**TASKS TO COMPLETE**
1 > From the excerpted passage below, print the portion starting with "No one I know" and going on through "they need to.".
2 > For each of the statements below, state whether the excerpted passage that follows agrees with it, answering yes or no and quoting the words of the passage that decide it: (a) The Bedouin population of the Negev numbers 150,000. (b) The only Arab communities outside the line of Hizbullah fire are in the north. (c) Nearly six decades earlier, 750,000 Palestinians were forced from their homes by the Israeli army.

**EXCERPTED PASSAGE**
Similarly oblivious to the ironies, the Israeli and foreign media
have been running heart-warming stories about how “Israelis” are
opening their homes and hearths to their compatriots fleeing the
north. Again for “Israelis” substitute “Israeli Jews”.
No one I know here in Nazareth believes they would find much of a
welcome in Tel Aviv or Beersheva should they go looking for one.
Which leaves them with nowhere to run should they need to.
The only Arab communities out of the line of Hizbullah fire are
those in the southern Negev belonging to the Bedouin. But that is
not much comfort. Most of the Negev’s 150,000 Bedouin have been
forced to live in squalid tents and metal shacks by an Israeli
government that bulldozes anything more permanent. The authorities
also deprive many of the Bedouin communities of water and all public
services. So sweating it out with the Katyushas may be the better
option.
******
A final footnote -- one to ponder in the quieter moments after the
worst of the suffering is over. Those Israeli Jews fleeing for their
lives as they head south to the quiet -- so far at least -- of Tel
Aviv and beyond offer a small echo of events nearly six decades ago
when 750,000 Palestinians were forced to leave their homes by the
Israeli army.

**EXCERPTED RECORDS**
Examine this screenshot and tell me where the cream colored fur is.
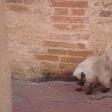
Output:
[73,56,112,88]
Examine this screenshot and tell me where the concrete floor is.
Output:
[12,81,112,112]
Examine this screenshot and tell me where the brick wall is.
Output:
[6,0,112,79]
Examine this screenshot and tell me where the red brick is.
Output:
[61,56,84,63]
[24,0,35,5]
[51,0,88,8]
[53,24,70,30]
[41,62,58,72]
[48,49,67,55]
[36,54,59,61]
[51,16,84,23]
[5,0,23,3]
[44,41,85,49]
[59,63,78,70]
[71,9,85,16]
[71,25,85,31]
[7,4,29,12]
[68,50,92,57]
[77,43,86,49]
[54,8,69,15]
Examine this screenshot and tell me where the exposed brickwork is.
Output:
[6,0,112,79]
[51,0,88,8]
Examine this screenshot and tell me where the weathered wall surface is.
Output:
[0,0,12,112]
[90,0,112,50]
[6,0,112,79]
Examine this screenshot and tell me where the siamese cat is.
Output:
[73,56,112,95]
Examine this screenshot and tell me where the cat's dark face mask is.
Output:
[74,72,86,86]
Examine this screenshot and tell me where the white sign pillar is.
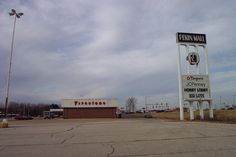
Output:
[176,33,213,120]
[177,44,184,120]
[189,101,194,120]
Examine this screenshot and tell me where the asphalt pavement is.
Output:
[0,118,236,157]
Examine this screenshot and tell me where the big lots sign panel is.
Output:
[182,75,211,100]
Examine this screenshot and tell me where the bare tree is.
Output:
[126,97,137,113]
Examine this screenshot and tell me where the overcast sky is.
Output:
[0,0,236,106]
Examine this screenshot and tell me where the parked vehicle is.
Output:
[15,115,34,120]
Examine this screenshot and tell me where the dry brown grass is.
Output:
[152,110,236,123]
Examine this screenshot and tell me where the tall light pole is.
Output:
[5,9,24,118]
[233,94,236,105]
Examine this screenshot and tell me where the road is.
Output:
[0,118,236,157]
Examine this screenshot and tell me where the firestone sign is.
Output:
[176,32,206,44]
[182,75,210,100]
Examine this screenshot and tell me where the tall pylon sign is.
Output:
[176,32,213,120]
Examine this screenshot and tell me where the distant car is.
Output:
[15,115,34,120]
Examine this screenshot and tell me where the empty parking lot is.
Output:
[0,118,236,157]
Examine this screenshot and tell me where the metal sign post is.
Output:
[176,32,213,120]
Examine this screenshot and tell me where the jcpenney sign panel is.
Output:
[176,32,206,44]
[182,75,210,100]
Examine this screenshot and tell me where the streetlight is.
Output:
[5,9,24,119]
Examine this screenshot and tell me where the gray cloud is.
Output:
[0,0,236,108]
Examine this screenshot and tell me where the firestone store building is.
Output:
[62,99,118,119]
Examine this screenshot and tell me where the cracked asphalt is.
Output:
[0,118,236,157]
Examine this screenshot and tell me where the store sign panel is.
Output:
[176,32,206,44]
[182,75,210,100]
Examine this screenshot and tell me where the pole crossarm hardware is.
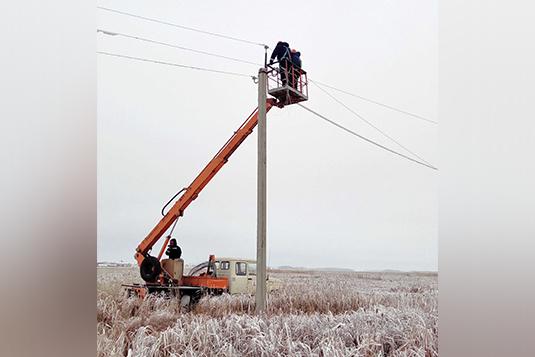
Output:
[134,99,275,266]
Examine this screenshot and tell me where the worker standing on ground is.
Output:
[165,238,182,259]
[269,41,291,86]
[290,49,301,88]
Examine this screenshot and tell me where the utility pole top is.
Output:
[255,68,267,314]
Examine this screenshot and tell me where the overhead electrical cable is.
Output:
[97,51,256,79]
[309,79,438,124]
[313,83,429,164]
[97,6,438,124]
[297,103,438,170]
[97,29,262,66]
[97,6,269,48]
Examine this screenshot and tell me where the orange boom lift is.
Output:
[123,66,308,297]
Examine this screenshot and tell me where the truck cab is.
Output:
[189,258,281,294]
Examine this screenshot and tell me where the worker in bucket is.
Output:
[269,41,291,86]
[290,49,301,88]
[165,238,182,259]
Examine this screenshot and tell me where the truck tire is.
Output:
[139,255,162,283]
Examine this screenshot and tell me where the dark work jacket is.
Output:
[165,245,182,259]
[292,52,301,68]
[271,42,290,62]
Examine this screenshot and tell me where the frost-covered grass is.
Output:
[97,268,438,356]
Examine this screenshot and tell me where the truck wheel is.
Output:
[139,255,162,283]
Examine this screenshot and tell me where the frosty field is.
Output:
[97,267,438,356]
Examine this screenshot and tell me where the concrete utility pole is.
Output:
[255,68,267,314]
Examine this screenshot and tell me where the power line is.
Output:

**ANSWERS IN ORDER**
1 >
No one I know here in Nazareth believes they would find much of a
welcome in Tel Aviv or Beersheva should they go looking for one.
Which leaves them with nowhere to run should they need to.

2 >
(a) Yes: "Most of the Negev’s 150,000 Bedouin"
(b) No: "The only Arab communities out of the line of Hizbullah fire are those in the southern Negev belonging to the Bedouin."
(c) Yes: "nearly six decades ago when 750,000 Palestinians were forced to leave their homes by the Israeli army"